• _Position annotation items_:
- - - - -
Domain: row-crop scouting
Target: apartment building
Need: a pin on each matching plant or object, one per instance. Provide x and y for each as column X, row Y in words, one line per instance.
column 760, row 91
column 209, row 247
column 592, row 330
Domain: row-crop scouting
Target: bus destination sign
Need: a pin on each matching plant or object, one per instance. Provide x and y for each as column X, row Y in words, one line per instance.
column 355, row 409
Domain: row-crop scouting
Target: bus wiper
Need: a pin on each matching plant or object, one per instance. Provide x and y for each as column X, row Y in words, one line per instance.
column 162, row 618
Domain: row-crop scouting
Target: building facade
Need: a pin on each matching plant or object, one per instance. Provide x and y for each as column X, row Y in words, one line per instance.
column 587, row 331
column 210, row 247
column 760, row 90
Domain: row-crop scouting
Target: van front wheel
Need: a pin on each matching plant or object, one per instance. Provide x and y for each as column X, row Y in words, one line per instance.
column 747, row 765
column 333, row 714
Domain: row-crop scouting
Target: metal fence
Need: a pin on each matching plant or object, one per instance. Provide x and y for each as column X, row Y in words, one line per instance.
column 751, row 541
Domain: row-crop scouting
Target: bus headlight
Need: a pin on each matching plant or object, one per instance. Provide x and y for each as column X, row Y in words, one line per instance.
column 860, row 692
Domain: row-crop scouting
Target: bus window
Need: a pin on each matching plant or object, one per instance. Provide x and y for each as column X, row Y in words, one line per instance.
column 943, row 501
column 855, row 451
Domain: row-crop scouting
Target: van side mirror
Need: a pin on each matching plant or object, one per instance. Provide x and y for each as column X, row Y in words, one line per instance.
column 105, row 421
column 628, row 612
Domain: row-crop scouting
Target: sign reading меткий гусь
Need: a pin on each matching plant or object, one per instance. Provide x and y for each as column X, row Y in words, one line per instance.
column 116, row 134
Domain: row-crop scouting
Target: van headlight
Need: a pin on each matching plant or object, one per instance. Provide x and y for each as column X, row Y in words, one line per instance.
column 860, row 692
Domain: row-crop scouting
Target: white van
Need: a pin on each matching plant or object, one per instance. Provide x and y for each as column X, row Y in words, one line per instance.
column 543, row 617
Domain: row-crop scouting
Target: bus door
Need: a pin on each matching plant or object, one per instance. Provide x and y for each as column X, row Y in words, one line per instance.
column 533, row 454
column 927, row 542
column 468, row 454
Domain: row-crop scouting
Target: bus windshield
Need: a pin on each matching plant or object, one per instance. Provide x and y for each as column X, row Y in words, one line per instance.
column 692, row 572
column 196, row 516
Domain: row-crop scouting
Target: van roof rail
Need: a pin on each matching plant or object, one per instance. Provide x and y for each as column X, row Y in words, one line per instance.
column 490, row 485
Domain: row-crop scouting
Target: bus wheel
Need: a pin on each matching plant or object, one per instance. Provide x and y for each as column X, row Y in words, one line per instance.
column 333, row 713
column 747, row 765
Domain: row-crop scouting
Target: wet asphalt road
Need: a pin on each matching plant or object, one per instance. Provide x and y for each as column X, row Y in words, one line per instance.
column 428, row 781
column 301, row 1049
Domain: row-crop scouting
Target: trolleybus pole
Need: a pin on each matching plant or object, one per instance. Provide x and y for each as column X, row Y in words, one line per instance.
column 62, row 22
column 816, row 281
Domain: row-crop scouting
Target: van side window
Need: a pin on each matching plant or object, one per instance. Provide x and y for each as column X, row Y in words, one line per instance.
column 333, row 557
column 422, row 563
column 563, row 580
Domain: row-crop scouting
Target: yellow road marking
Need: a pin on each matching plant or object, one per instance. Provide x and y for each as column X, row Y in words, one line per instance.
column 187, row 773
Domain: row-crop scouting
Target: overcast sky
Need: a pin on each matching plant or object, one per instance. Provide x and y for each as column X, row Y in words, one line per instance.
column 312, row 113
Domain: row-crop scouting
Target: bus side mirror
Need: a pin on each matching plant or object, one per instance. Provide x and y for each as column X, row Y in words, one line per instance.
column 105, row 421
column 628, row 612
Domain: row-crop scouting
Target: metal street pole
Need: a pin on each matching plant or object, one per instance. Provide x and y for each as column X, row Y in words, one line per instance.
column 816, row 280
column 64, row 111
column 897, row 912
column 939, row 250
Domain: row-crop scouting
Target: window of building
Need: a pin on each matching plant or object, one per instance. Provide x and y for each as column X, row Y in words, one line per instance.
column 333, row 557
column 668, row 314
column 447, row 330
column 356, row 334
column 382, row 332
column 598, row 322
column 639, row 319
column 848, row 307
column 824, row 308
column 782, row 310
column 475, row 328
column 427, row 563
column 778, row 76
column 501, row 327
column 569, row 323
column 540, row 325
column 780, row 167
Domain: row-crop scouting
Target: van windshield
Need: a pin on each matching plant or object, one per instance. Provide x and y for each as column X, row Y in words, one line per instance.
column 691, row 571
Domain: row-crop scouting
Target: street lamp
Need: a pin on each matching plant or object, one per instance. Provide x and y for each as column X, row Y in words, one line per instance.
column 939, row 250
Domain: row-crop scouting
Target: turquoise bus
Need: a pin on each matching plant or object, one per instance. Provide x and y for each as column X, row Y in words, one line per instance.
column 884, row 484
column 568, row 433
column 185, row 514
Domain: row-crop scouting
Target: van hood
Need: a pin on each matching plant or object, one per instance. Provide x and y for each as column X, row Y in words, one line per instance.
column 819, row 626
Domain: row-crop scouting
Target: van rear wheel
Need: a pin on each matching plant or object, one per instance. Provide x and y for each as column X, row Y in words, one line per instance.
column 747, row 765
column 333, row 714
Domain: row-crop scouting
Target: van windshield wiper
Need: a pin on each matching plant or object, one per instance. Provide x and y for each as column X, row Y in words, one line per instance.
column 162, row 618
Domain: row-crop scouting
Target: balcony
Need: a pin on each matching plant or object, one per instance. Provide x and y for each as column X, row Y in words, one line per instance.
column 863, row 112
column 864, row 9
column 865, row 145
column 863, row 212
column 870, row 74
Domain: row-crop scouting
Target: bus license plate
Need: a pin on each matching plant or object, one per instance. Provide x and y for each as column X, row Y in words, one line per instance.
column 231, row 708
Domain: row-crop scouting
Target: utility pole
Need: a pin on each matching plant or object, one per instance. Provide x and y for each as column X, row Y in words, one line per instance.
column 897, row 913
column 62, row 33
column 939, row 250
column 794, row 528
- - - - -
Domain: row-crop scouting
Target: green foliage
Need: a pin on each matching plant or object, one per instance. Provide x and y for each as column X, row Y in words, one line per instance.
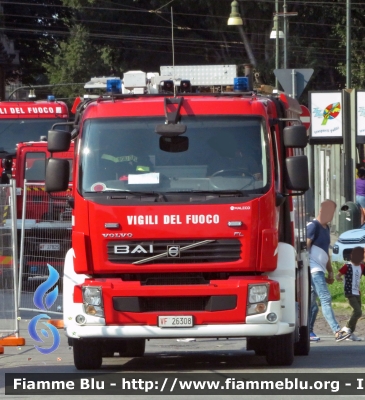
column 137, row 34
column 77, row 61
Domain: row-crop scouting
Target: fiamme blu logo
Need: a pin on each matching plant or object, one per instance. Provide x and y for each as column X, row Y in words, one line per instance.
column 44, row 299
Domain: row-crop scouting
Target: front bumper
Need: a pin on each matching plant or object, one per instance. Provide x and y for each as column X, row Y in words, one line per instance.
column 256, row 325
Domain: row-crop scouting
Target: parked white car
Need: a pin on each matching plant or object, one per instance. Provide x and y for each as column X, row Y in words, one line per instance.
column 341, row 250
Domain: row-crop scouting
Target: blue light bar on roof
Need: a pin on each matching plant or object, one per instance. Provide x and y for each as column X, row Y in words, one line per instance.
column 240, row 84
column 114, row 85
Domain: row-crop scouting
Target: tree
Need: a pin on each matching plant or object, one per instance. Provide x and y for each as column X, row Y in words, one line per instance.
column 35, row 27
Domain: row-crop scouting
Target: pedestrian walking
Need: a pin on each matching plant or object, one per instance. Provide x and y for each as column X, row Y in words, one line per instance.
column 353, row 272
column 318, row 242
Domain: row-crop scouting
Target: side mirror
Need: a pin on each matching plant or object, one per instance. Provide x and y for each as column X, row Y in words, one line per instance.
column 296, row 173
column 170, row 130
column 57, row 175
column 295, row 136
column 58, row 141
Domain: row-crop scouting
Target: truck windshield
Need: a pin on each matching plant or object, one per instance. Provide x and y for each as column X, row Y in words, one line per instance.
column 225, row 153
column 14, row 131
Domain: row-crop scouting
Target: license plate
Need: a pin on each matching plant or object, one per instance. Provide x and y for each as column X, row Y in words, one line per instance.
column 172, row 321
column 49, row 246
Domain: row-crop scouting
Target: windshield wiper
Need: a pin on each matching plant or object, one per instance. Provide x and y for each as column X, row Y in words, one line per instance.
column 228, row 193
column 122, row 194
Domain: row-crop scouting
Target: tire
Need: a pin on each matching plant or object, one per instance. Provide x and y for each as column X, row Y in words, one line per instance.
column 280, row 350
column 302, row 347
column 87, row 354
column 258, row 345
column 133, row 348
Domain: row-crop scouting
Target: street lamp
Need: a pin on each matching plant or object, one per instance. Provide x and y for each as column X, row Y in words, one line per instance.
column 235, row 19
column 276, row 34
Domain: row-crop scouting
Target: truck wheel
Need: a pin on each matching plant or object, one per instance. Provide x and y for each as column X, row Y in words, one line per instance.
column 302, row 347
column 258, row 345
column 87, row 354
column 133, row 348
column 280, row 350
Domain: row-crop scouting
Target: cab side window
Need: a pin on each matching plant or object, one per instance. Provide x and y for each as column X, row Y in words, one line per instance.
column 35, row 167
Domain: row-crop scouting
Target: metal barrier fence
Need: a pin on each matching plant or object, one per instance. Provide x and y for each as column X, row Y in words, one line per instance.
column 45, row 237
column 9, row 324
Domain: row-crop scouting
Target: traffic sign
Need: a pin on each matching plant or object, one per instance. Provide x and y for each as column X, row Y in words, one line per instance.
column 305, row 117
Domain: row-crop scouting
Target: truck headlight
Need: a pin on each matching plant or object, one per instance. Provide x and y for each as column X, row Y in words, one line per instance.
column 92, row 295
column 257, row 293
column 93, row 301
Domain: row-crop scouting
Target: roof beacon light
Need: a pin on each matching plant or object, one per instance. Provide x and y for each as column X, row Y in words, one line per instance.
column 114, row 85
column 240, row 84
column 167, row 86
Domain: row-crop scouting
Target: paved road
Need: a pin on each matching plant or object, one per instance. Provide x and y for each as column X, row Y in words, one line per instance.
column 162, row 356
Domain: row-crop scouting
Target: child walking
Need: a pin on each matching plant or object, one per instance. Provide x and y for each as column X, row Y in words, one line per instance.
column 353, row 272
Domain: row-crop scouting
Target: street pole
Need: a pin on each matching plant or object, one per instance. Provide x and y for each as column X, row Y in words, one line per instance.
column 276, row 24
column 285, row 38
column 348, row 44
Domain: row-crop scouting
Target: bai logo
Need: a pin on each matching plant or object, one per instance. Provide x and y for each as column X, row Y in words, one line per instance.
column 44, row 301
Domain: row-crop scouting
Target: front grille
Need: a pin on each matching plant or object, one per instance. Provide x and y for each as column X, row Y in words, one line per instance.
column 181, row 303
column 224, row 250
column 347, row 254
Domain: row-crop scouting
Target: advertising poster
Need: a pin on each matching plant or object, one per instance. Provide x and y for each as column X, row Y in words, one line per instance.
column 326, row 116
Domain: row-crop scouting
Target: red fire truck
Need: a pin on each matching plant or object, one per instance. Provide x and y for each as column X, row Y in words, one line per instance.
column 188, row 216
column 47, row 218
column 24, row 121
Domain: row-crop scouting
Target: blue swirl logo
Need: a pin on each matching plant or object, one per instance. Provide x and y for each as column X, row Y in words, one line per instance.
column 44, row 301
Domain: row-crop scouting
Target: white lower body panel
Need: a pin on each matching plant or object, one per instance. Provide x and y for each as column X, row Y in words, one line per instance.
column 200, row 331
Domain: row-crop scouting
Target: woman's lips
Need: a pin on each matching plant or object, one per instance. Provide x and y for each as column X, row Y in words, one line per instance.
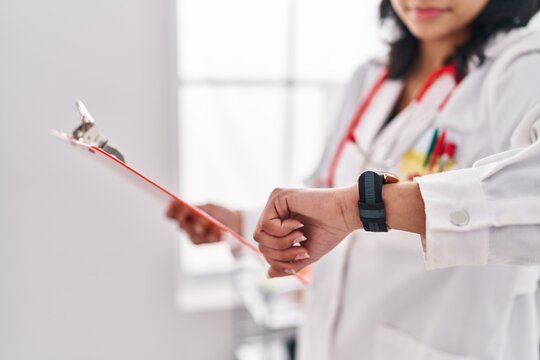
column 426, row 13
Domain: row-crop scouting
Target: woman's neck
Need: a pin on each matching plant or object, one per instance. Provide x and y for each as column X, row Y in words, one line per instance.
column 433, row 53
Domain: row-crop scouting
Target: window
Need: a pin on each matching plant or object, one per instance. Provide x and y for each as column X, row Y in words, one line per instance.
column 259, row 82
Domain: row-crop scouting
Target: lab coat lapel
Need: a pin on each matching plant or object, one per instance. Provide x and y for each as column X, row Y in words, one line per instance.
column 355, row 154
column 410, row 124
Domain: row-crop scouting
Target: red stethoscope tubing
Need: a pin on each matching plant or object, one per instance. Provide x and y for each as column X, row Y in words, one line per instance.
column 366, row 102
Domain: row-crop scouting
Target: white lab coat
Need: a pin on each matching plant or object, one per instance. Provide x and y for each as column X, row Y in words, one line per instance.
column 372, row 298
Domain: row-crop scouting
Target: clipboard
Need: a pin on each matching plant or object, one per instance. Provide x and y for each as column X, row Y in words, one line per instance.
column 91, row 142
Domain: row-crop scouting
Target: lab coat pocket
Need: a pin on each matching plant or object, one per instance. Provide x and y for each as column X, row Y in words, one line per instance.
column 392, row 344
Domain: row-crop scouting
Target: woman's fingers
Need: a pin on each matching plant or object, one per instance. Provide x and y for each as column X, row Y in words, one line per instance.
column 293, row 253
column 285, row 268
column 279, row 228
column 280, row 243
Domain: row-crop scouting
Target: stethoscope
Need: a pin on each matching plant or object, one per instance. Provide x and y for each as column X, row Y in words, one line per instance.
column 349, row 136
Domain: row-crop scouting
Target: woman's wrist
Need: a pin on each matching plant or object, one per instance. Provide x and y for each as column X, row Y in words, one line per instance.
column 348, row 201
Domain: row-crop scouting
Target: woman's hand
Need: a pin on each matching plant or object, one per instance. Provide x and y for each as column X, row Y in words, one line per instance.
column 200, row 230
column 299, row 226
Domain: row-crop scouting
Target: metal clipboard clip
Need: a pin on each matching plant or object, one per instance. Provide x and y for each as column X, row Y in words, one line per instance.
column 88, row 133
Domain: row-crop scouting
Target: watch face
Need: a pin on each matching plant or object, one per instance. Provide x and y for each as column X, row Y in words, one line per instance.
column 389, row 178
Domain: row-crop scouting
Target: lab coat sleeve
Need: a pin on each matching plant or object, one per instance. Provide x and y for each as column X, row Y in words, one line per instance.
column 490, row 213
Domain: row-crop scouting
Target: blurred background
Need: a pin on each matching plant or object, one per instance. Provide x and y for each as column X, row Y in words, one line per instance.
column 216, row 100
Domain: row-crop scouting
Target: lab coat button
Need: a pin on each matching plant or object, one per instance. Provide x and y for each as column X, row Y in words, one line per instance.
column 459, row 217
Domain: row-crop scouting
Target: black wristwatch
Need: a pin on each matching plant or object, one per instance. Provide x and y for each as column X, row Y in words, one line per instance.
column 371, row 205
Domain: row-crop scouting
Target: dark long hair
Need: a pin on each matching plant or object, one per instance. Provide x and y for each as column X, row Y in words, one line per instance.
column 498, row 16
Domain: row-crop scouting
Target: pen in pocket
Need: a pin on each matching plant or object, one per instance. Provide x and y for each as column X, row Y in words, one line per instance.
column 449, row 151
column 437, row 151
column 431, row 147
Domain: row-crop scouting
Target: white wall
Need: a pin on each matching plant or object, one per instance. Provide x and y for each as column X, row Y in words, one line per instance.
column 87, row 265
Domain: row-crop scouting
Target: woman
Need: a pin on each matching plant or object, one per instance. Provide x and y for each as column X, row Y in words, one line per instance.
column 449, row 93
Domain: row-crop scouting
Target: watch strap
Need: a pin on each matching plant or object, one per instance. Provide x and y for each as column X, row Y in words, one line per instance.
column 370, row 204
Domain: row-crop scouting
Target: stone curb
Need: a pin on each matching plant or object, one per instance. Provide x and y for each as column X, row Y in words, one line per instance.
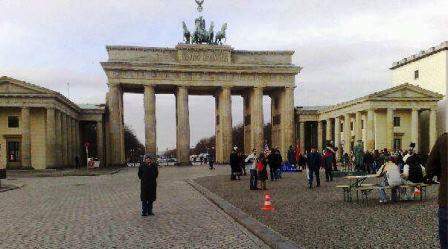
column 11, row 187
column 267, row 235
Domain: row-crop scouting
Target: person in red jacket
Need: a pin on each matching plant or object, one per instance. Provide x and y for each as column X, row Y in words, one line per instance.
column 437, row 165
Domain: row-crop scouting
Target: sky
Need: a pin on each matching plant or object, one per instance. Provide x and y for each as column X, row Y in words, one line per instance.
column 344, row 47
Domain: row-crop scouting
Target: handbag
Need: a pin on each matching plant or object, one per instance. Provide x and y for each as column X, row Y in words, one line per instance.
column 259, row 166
- - - - -
• _Exercise prompt_:
Gather every line of the items that contains the string "blue", matching case exactly, and copy each one out in full.

• _Response for this exercise_:
Target: blue light bar on roof
Target: blue swirl logo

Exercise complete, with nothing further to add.